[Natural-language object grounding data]
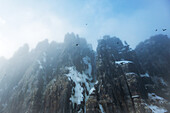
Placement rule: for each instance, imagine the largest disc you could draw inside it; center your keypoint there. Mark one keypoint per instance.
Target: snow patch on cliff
(156, 109)
(79, 79)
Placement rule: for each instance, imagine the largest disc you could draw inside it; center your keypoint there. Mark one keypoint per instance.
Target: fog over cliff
(71, 77)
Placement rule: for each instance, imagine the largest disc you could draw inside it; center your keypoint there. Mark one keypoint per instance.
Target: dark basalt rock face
(154, 56)
(70, 78)
(119, 89)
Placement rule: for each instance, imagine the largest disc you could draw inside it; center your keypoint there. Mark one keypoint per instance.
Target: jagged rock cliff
(69, 78)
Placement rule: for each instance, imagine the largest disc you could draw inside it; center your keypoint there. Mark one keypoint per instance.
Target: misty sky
(30, 21)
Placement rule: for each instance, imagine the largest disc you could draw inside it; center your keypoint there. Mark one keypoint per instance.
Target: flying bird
(163, 29)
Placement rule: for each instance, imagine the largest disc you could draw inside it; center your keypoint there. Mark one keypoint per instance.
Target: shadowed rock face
(65, 78)
(154, 56)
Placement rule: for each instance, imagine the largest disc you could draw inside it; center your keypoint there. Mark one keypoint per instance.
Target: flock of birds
(162, 29)
(118, 42)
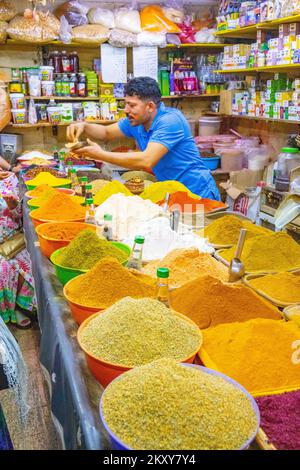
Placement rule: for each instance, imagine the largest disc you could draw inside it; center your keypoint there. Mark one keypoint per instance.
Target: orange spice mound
(60, 207)
(209, 302)
(186, 265)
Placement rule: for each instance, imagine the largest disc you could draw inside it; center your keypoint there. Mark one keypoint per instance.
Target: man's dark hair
(144, 88)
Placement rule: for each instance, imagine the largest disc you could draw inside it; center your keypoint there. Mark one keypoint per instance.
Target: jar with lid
(66, 64)
(73, 85)
(55, 60)
(65, 85)
(74, 62)
(82, 89)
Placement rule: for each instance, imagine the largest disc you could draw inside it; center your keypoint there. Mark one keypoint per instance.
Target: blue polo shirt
(182, 161)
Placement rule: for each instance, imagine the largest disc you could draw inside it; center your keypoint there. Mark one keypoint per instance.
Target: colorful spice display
(226, 230)
(134, 332)
(280, 419)
(209, 302)
(156, 192)
(113, 187)
(168, 406)
(182, 201)
(284, 287)
(186, 265)
(65, 231)
(106, 283)
(86, 249)
(46, 177)
(260, 354)
(40, 190)
(60, 207)
(274, 252)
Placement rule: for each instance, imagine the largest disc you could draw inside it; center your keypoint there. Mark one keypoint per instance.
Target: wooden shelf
(270, 69)
(47, 124)
(247, 30)
(13, 42)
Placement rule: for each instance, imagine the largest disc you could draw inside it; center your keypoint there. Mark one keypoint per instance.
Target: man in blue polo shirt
(163, 137)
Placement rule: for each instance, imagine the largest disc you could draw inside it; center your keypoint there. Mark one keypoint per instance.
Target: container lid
(139, 239)
(163, 273)
(289, 150)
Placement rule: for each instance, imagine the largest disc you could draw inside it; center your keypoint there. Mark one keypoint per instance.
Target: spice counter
(76, 417)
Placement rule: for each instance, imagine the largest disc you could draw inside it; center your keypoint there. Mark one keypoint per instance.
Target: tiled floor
(39, 432)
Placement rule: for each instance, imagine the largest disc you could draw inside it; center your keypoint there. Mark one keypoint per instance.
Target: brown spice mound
(186, 265)
(209, 302)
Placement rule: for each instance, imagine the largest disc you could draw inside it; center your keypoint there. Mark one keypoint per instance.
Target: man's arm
(94, 131)
(136, 160)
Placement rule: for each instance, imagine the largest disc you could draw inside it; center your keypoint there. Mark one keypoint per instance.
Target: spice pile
(49, 179)
(64, 231)
(169, 406)
(182, 201)
(209, 302)
(274, 252)
(259, 354)
(186, 265)
(106, 283)
(280, 419)
(134, 332)
(160, 239)
(60, 207)
(127, 212)
(156, 192)
(108, 190)
(86, 249)
(226, 230)
(284, 287)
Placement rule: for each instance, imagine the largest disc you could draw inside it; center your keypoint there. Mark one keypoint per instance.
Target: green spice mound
(86, 249)
(164, 405)
(133, 332)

- _Exercise objective_: Exclude the pictures and reproduce every entry exactly.

- _Task solution_:
Placement rule: for each instance, imagine the largest disc you could draw inside it; center your keypoint there. Mark one keypoint per instance.
Target: snow patch on cliff
(156, 109)
(79, 79)
Placement rule: for each instance, imagine the largest disc you could draw inside it; center your keypoint there. Mark one keypoint per instance.
Target: fog over cliff
(71, 77)
Placement rule: for each instance, imagine the largest disc you could draw inside it; center your keypoint there. Mark one keypoint per instance.
Target: dark basalt rock face
(154, 56)
(70, 78)
(119, 89)
Placement rule: for each instance, imagine the largest disc you could draw inside it; center your keypoint there. Mark one keypoint per instance.
Target: jagged rock cliff
(69, 78)
Placement rule: for each instance, imagine the largest disc you could draw inside it; center your keypoint there. Mark one keypoint per instance.
Target: misty sky
(30, 21)
Placement rule: for each instance, imagine the largest disc you could draw inside it; center your keypoint there. Mark one keypoint per instance.
Target: flying bird
(163, 29)
Placement rule: for each instance, imagine the largest disc you could draw inside it; center your keypoint there. Mark one keypoint per instance.
Target: shadowed rock face
(65, 78)
(154, 56)
Placement rule: for each instance, imagine the largest disc you could draw inside it; center your keypoint there. Mark one keypoint per instance.
Target: flock of birds
(162, 29)
(118, 42)
Placement rule: for each instance, imagine the largest disc you could draw inside it; center your keypoint there. Mark one keypoint per instance.
Target: orange spice mound
(60, 207)
(209, 302)
(186, 265)
Placement rule: for each instance, imagine the largest disc you could draw inside it; center your keypoint there. Mark one keypoint per instance.
Target: man's dark hair
(144, 88)
Placement rule: for each instance, imagine the largest disc you could draw inside it; center your keypoint there. Mark one keypoint per instance.
Target: jar with lid
(66, 64)
(73, 85)
(55, 60)
(65, 85)
(74, 62)
(82, 89)
Placement rule: for each instance, imagine the largest disc you could draw inside it; center your keypoint there. Mark one keypoint per instance.
Target: blue polo shirt
(182, 161)
Placement rule: for each instance, imagine the largest disc you could draw inside it; center your keypoint there. Mark one keypoint per instance.
Target: colorful spice display
(226, 230)
(134, 332)
(280, 419)
(209, 302)
(156, 192)
(113, 187)
(168, 406)
(182, 201)
(284, 287)
(186, 265)
(65, 231)
(106, 283)
(86, 249)
(46, 177)
(260, 354)
(40, 190)
(60, 207)
(274, 252)
Placement rule: for each instance, imagine the largest disc you could draw inside it; center your keypoint there. Mark one keypoint per instance.
Target: wooden shelf
(270, 69)
(47, 124)
(247, 30)
(13, 42)
Placement rule: for each instance, imagine the largest disc you could draw inside it; center your keypoint there. Mark one keypoint per instance.
Target: man in blue polo shirt
(163, 137)
Placement rule: for each instance, imagine the largest disc you could draw inside it; center your keypoint there. Mark one keypoint per instance.
Target: container lid
(139, 239)
(163, 273)
(289, 150)
Placement rule: for each instance, imagine the largest disc you could draw inside it; center your keypoint there. Mark one keypoint per instance.
Target: spice counter
(76, 417)
Placement rule: for each instance, imagine the largest disc you could draw inside it; center your keypoint there. Mark one keypoint per instance.
Target: tiled floor
(39, 432)
Placement rule: for each instance, imagine the largest disc you could draw inside it; center your keypoint there. Mark one keypoint per instance.
Target: brown spice mound
(186, 265)
(209, 302)
Placement rule: for each instance, imagine the largest disc you could draw inside it; center your keypoint there. Mark one keypoint per instance.
Target: man's arm
(94, 131)
(136, 160)
Placement rule: for each instance, imagine the largest disc you could draw inside it; center your keypoint there. Mark one keypoint per instance.
Target: spice pile
(49, 179)
(64, 231)
(169, 406)
(182, 201)
(209, 302)
(274, 252)
(259, 354)
(186, 265)
(106, 283)
(280, 419)
(134, 332)
(160, 239)
(60, 207)
(127, 212)
(156, 192)
(108, 190)
(86, 249)
(226, 230)
(284, 287)
Placement rule: for each instance, imagine the largest disc you could draw inside it; center your keypoint there. Mark one keypoint per instance.
Target: green spice mound
(86, 249)
(164, 405)
(133, 332)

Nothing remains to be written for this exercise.